== Task directions ==
Report each line of the material below that includes the string "outcrop". Match case exactly.

---------- Items ----------

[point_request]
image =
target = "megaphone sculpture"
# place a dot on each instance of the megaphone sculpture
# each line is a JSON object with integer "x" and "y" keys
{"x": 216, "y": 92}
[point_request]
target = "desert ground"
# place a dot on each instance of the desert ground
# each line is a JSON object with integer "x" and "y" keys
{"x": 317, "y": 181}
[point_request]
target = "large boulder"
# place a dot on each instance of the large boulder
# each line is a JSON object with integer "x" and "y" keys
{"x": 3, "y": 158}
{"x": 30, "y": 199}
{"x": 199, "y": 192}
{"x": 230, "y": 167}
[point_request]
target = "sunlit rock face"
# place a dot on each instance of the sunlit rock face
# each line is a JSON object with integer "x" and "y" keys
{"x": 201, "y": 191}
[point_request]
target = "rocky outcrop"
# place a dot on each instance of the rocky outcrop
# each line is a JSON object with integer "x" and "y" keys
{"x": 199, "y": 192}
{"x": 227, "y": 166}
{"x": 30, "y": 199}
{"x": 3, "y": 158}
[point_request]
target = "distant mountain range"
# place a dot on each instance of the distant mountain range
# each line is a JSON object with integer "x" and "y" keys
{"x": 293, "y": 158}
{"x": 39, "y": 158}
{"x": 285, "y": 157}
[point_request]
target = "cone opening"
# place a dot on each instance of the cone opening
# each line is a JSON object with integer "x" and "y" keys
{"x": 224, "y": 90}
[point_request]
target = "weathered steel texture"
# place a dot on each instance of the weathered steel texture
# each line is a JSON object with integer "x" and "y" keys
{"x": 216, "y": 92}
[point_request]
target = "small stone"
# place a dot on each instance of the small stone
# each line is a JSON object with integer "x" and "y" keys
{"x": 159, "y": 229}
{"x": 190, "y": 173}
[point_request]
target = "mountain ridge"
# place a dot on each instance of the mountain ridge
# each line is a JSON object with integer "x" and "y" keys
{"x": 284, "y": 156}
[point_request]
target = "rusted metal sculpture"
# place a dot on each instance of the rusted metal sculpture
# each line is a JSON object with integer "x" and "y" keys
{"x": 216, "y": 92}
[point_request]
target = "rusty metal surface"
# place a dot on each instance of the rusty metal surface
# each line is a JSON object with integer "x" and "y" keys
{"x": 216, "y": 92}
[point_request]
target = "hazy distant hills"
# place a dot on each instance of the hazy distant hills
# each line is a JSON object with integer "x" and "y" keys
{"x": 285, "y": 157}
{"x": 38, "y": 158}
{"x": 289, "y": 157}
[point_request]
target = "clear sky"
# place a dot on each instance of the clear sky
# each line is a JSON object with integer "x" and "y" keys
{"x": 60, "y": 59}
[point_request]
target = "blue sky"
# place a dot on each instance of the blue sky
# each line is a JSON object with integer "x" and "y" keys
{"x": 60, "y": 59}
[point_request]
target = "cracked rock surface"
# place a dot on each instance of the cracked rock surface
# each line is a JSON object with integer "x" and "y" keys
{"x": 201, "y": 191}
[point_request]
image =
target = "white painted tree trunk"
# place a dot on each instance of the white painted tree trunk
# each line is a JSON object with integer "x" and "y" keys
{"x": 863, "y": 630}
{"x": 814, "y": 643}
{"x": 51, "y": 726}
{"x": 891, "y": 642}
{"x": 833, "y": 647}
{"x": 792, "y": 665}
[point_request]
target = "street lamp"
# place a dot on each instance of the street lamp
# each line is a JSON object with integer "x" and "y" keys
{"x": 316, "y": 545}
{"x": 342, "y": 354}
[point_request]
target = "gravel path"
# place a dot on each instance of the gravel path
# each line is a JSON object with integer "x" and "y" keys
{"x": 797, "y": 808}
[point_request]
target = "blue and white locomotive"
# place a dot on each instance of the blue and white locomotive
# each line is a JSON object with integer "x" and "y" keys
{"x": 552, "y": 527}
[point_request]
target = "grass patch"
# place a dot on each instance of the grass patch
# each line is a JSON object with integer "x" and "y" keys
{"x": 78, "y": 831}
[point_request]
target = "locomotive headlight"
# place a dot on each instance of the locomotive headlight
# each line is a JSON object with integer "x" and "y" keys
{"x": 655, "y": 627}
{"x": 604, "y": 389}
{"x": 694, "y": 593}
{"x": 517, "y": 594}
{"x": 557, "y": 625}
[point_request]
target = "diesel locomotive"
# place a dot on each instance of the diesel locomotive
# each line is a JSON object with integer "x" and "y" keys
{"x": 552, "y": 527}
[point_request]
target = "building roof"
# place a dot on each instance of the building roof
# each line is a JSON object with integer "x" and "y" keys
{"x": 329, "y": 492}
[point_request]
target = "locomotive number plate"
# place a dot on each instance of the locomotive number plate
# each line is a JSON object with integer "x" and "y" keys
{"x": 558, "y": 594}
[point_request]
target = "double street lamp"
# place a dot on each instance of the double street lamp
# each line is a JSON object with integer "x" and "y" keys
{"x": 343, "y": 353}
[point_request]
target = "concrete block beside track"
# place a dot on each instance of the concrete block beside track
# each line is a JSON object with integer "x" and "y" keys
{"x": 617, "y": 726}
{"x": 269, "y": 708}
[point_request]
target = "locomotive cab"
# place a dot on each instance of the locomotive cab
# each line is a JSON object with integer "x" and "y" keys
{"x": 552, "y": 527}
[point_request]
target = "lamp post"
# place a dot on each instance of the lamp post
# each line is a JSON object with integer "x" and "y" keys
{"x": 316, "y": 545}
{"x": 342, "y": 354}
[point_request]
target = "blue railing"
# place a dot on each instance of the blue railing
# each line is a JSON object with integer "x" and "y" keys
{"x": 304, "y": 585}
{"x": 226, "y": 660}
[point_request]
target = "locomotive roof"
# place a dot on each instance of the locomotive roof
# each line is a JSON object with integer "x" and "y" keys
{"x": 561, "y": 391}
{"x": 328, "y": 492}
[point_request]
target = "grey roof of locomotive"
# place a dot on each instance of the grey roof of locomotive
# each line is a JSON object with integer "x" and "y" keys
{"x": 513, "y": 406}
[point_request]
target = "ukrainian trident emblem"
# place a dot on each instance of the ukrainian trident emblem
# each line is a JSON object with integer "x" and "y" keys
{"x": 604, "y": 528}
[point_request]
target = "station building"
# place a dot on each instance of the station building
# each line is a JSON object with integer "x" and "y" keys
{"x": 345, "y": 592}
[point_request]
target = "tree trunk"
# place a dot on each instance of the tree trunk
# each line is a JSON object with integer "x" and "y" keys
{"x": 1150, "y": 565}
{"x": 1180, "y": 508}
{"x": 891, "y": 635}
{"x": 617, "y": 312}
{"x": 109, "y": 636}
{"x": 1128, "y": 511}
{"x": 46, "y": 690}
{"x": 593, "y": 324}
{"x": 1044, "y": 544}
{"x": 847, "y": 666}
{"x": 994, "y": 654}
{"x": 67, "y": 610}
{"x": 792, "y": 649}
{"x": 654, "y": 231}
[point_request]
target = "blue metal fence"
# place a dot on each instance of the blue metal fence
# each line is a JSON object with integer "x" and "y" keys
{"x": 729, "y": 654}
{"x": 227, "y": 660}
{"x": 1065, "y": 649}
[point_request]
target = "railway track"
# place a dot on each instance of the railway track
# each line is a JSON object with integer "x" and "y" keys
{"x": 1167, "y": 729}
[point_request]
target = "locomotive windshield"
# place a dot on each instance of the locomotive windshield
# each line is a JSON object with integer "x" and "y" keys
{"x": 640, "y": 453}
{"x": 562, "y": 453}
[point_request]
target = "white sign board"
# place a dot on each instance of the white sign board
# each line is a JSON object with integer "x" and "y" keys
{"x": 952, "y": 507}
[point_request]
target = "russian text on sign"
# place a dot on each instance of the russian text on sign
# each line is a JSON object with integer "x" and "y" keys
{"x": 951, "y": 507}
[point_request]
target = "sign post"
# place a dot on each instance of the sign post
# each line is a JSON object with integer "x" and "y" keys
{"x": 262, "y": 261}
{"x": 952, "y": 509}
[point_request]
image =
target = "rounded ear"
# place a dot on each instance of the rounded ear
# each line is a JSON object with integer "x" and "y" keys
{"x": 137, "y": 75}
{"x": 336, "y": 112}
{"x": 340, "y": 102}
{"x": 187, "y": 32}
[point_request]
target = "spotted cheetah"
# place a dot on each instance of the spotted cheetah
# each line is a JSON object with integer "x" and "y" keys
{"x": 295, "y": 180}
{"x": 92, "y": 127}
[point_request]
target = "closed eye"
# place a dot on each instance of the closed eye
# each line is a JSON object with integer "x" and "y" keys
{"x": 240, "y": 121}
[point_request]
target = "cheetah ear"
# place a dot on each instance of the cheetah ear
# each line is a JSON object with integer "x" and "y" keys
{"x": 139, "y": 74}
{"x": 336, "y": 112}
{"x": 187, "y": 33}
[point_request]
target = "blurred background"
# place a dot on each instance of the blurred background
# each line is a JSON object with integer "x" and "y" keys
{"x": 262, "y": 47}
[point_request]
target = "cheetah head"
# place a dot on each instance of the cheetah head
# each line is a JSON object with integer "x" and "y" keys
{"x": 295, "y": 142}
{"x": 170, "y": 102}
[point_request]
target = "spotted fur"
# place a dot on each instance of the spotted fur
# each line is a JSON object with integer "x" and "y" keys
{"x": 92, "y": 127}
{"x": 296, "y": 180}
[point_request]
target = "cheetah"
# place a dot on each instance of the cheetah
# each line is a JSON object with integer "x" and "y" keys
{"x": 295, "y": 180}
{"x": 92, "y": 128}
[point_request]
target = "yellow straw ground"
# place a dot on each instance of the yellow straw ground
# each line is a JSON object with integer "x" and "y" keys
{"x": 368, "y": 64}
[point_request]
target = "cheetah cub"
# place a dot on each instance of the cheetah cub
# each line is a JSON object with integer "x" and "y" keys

----------

== Solution to this task ==
target = "rocky outcrop"
# place a dot on each instance of the rocky outcrop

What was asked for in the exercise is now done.